Re: Usability regression using SDF Unbounded Source wrapper + DirectRunner

Boyuan Zhang Tue, 12 Jan 2021 16:44:11 -0800

Hi,

I proposed to make runner-issue checkpoint frequency configurable for a
pipeline author here:
https://docs.google.com/document/d/18jNLtTyyApx0N2ytp1ytOMmUPLouj2h08N3-4SyWGgQ/edit?usp=sharing.
I believe it will also be helpful for the performance issue. Please feel
free to drop any comments there : )


On Wed, Jan 6, 2021 at 1:14 AM Jan Lukavský <je...@seznam.cz> wrote:

> Sorry for the typo in your name. :-)
>
> On 1/6/21 10:11 AM, Jan Lukavský wrote:
> > Hi Antonie,
> >
> > yes, for instance. I'd just like to rule out possibility that a single
> > DoFn processing multiple partitions (restrictions) brings some
> > overhead in your case.
> >
> > Jan
> >
> > On 12/31/20 10:36 PM, Antonio Si wrote:
> >> Hi Jan,
> >>
> >> Sorry for the late reply. My topic has 180 partitions. Do you mean
> >> run with a
> >> parallelism set to 900?
....
## PARTS OF THE EXERCISE
- A) Answer these questions about the DirectRunner thread:
(i) How many partitions does Antonio Si's topic have?
(ii) What parallelism setting does Antonio Si ask whether he should run with?
(iii) What does Boyuan Zhang propose making configurable for a pipeline author?
- B) Please carry the DirectRunner thread forward from its last line.
The records after this thread come from an unrelated source.

(Stored items from a collection)
....
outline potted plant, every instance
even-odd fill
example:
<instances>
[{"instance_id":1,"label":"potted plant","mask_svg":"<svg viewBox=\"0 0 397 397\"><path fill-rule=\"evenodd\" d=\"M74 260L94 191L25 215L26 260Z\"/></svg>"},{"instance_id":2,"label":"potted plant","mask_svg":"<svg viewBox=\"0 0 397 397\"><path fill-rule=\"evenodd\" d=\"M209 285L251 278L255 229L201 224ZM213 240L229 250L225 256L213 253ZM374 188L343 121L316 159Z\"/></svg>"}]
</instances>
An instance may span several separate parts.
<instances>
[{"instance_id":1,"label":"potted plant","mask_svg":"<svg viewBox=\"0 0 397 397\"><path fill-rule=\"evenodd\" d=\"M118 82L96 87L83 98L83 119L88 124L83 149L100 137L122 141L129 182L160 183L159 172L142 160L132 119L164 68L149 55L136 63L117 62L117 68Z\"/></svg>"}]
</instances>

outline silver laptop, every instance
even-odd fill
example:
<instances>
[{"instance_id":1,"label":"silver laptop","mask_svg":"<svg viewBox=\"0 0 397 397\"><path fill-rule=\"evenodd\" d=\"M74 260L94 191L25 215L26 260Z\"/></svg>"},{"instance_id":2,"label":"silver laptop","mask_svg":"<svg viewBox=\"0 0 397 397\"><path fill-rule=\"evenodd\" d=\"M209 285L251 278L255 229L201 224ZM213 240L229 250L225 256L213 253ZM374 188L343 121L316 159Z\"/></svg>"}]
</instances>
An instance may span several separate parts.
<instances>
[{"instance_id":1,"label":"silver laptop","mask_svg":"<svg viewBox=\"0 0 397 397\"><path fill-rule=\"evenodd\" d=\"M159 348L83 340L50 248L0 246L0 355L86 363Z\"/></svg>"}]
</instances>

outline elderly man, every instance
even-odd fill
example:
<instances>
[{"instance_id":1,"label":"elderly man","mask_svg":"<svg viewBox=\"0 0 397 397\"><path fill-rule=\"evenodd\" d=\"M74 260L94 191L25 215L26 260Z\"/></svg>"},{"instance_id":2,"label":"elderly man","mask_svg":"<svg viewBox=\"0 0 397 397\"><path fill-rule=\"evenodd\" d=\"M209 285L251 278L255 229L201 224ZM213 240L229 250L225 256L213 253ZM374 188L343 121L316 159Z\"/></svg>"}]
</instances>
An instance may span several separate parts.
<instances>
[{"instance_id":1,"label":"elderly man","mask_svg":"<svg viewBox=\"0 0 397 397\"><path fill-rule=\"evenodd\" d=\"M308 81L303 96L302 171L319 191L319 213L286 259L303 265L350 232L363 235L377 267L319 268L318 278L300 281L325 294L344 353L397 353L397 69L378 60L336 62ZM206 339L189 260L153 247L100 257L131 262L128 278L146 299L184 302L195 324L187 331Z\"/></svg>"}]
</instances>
....
## ANSWERS TO THE EXERCISES
- A)
(i) 180 partitions.
(ii) A parallelism of 900.
(iii) The runner-issue checkpoint frequency.

- B)
> >>
> >> Thanks.
> >>
> >> Antonio.
> >>
> >> On 2020/12/23 20:30:34, Jan Lukavský <je...@seznam.cz> wrote:
> >>> OK,
> >>>
> >>> could you make an experiment and increase the parallelism to something
> >>> significantly higher than the total number of partitions? Say 5 times
> >>> higher? Would that have impact on throughput in your case?
> >>>
> >>> Jan
> >>>
> >>> On 12/23/20 7:03 PM, Antonio Si wrote:
> >>>> Hi Jan,
> >>>>
> >>>> The performance data that I reported was run with parallelism = 8.
> >>>> We also ran with parallelism = 15 and we observed similar behaviors
> >>>> although I don't have the exact numbers. I can get you the numbers
> >>>> if needed.
> >>>>
> >>>> Regarding number of partitions, since we have multiple topics, the
> >>>> number of partitions varies from 180 to 12. The highest TPS topic
> >>>> has 180 partitions, while the lowest TPS topic has 12 partitions.
> >>>>
> >>>> Thanks.
> >>>>
> >>>> Antonio.
> >>>>
> >>>> On 2020/12/23 12:28:42, Jan Lukavský <je...@seznam.cz> wrote:
> >>>>> Hi Antonio,
> >>>>>
> >>>>> can you please clarify a few things:
> >>>>>
> >>>>>     a) what parallelism you use for your sources
> >>>>>
> >>>>>     b) how many partitions there is in your topic(s)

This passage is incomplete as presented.